_Task directions_:
Carry on writing the article about Climate Week NYC, starting right after its last sentence.

_Excerpted text_:
┌──

Climate Action Takes Over New York City

  • The Climate Week NYC hosted over 400 events in the skyscraper city, aligning with the United Nations General Assembly and a massive demonstration.
  • Climate action now has the attention of world leaders, media, and the general public around the world

By Carlos Roa

VoLo Foundation was present in Climate Week NYC, which assembled around 400 events and initiatives throughout New York City, spanning from September 17th to 24th. This establishes it as the foremost annual climate gathering of its nature. 

Organized by the global non-profit organization Climate Group, its primary objective is to convene top-level international business leaders, influential political figures, local policymakers, and representatives from civil society worldwide.

This annual event is conducted in collaboration with the simultaneously held United Nations General Assembly and is closely coordinated with both the U.N. and the City of New York.

According to the Climate Week NYC organizers, the three key topics for this year are:

  • Climate action is not moving fast enough across the globe, and those in positions of power are responsible for acting without delay. Where must investment be channeled, and what vested interests need to be held accountable?    
  • We have made huge strides evidenced by the billions committed by the US, China, and the EU to boost green technology and energy security. We know we have the solutions to the climate crisis. But how do we ensure they are implemented?

└──

_Record extracts_:

┌──

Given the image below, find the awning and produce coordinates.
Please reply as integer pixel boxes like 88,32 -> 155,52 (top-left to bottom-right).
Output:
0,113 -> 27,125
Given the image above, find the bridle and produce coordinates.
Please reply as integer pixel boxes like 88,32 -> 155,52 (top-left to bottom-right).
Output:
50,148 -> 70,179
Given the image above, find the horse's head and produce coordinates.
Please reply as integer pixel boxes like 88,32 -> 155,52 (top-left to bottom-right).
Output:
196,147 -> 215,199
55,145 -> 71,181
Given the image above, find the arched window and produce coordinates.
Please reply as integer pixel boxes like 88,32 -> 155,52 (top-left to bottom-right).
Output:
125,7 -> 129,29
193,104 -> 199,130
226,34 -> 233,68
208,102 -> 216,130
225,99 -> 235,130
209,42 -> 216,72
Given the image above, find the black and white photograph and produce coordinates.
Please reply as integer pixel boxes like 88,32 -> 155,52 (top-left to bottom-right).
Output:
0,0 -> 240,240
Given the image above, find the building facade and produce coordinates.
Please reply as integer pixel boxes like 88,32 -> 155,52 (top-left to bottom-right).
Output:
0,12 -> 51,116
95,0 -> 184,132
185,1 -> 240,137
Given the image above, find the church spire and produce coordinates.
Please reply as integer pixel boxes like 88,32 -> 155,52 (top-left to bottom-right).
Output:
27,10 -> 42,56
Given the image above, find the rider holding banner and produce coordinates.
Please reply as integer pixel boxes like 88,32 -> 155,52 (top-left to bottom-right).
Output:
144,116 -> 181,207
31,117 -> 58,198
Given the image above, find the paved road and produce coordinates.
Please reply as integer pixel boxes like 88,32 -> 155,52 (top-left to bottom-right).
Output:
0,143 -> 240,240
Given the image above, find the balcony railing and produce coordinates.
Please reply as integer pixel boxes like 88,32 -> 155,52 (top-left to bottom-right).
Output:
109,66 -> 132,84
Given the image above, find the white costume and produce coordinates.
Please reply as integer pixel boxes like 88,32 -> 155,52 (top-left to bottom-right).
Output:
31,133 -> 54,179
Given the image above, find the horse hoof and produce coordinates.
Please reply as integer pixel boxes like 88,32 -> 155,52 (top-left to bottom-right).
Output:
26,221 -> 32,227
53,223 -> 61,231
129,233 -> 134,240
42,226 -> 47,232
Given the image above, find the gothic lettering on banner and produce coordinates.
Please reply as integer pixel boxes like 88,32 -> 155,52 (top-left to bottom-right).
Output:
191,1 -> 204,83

└──

_Output_:
  • Where have we picked up our biggest wins so far and how can we use the collective will of the climate community to remain inspired, stay the course and continue to drive climate action, fast?

A Message From the People

On Sunday the 17th, thousands of demonstrators flooded the streets of Midtown Manhattan in anticipation of the United Nations General Assembly, urging President Joe Biden and global leaders to cease the utilization of fossil fuels.

The Associated Press news agency estimates the attendance of around 75,000 people, performing parades, musical performances, and chants. They also displayed signs showing messages like “Put an End to Fossil Fuel Dependency,” “Fossil Fuels are Lethal,” and “Call for a Climate Crisis Declaration.”
Protesters called for the cessation of new oil and gas initiatives’ approval, the gradual reduction of fossil fuel extraction from public lands, the official recognition of a federal climate emergency, and the assistance to workers as environmentally harmful industries are gradually discontinued.

These demands have garnered support from over 500 organizations, including prominent entities like the NAACP, the Sierra Club, and the Sunrise Movement, as well as public figures like Jeremy Strong, Edward Norton, Jane Fonda, and Mark Ruffalo, along with the backing of more than 400 scientists.

A Call to Climate Action in the U.N.

Among the climbing number of pressing issues included in the United Nations General Assembly agenda, climate change earned a unanimous spotlight.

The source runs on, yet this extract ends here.